Please copy out every line of the material below that contains the word "window", matching case.

RECORDS PROVIDED:
########
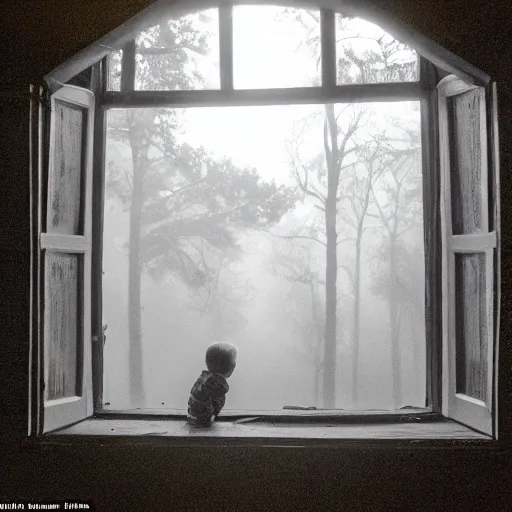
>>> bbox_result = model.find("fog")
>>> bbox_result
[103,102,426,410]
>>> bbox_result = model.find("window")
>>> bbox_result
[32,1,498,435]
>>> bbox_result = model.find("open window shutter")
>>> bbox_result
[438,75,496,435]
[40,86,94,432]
########
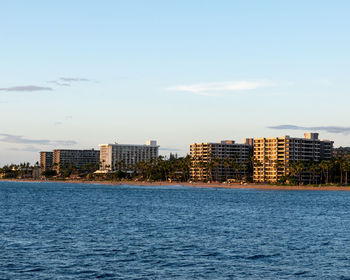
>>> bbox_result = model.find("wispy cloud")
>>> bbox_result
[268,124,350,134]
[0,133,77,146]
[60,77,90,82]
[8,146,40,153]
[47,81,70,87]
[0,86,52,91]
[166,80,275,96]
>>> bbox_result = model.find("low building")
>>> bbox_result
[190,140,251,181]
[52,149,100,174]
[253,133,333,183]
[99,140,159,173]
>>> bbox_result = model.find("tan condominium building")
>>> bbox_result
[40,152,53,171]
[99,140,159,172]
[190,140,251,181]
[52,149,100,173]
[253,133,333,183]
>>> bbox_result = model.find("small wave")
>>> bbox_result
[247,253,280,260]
########
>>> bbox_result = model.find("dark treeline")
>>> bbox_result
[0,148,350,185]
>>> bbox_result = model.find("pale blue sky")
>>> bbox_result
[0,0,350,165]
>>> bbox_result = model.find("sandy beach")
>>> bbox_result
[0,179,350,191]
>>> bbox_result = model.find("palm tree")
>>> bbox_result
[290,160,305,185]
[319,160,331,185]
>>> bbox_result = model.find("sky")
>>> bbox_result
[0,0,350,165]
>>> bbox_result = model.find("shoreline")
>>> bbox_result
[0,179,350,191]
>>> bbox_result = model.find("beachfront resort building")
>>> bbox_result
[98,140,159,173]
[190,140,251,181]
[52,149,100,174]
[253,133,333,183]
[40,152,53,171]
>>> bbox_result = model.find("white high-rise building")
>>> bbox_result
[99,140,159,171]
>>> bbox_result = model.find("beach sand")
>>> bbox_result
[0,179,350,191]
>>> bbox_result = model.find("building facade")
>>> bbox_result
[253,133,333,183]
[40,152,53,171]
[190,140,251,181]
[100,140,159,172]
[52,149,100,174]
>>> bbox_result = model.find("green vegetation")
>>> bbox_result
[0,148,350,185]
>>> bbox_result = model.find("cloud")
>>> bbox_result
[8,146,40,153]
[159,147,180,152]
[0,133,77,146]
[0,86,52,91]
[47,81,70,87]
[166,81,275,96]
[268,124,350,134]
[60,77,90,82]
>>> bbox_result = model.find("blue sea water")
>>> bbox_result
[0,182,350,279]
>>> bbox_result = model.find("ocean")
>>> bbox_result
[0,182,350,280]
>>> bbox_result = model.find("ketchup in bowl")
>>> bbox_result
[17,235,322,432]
########
OUTPUT BELOW:
>>> bbox_result = model.find("window")
>>> bbox_result = model.find("open window shutter")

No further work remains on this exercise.